## Extracted text

-------

In the domain of process mining many works have dealt with conformance checking using LTL as the way of specifying behavioral properties. Since in most cases authors are interested in imposing or finding some process structures, they usually concentrate on a restricted set of patterns which reflect usual and interesting event dependencies. This is the case of the set of patterns in the Declare [18] workflow management system. The Declare approach focused on the control perspective, defining a specific set of patterns. Instances of such patterns define specific constrains the system must verify. [21] proposed MP-Declare, an extension of Declare including the data perspective of events. The paper also proposes a checking method for the considered logic, based on SQL.

[14] uses Timed-Declare as the formalism to add time to Declare. They constraint Metric Temporal Logic (MTL) [13] to the set of Declare patterns and adapt it to finite traces. Besides detecting that a constraint has already been violated, the proposed method can be used for the monitoring of the system evolution allowing an early detection that a certain constraint would be violated in the future, allowing for an a-priori guidance to avoid undesired situations.

-------

## Exercise data
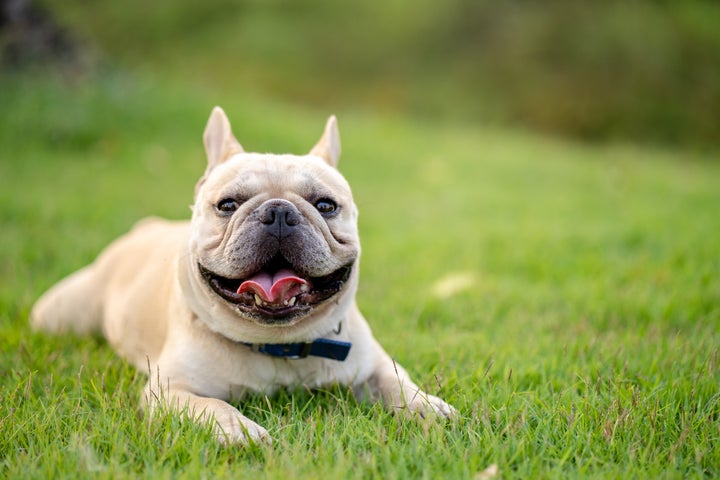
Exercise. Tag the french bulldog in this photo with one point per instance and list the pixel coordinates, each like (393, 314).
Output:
(256, 292)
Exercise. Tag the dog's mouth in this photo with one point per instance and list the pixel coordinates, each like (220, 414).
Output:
(277, 293)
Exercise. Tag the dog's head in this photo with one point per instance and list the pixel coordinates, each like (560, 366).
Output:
(273, 237)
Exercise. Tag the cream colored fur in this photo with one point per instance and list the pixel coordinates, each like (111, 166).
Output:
(148, 298)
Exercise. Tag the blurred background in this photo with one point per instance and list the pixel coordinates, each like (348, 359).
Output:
(641, 71)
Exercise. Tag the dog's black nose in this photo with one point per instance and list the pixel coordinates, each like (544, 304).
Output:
(280, 217)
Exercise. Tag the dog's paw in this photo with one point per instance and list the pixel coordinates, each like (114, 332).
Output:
(232, 427)
(426, 406)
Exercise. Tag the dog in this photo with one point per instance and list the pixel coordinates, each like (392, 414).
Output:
(255, 293)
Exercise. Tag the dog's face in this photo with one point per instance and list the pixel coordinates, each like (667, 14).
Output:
(273, 237)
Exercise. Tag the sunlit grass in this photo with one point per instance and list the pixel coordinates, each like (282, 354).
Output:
(581, 339)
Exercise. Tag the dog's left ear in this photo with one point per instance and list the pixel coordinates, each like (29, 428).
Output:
(328, 148)
(220, 144)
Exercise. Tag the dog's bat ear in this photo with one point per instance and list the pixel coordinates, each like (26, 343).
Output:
(328, 148)
(220, 144)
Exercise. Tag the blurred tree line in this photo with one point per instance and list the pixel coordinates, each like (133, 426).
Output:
(644, 70)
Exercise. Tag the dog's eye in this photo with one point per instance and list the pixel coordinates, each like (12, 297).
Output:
(227, 206)
(325, 206)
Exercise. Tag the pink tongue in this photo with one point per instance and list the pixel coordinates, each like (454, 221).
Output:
(275, 288)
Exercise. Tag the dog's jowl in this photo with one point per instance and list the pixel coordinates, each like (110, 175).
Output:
(256, 292)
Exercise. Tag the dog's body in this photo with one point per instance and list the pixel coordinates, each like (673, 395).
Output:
(269, 257)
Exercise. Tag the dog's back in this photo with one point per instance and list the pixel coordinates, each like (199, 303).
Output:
(111, 295)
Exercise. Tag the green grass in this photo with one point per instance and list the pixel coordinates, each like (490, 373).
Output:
(583, 343)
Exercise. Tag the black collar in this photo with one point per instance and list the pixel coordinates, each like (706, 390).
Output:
(322, 347)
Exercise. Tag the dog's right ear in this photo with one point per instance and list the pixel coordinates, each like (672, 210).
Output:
(220, 144)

-------

## Questions
(a) In the text on conformance checking, what does MP-Declare add to Declare?
(b) From the text on conformance checking, extract the passage starting at "[14] uses Timed-Declare" and ending at "avoid undesired situations.".
Nothing here depends on the items.

## Answers for each item
(a) It adds the data perspective of events.

(b)
[14] uses Timed-Declare as the formalism to add time to Declare. They constraint Metric Temporal Logic (MTL) [13] to the set of Declare patterns and adapt it to finite traces. Besides detecting that a constraint has already been violated, the proposed method can be used for the monitoring of the system evolution allowing an early detection that a certain constraint would be violated in the future, allowing for an a-priori guidance to avoid undesired situations.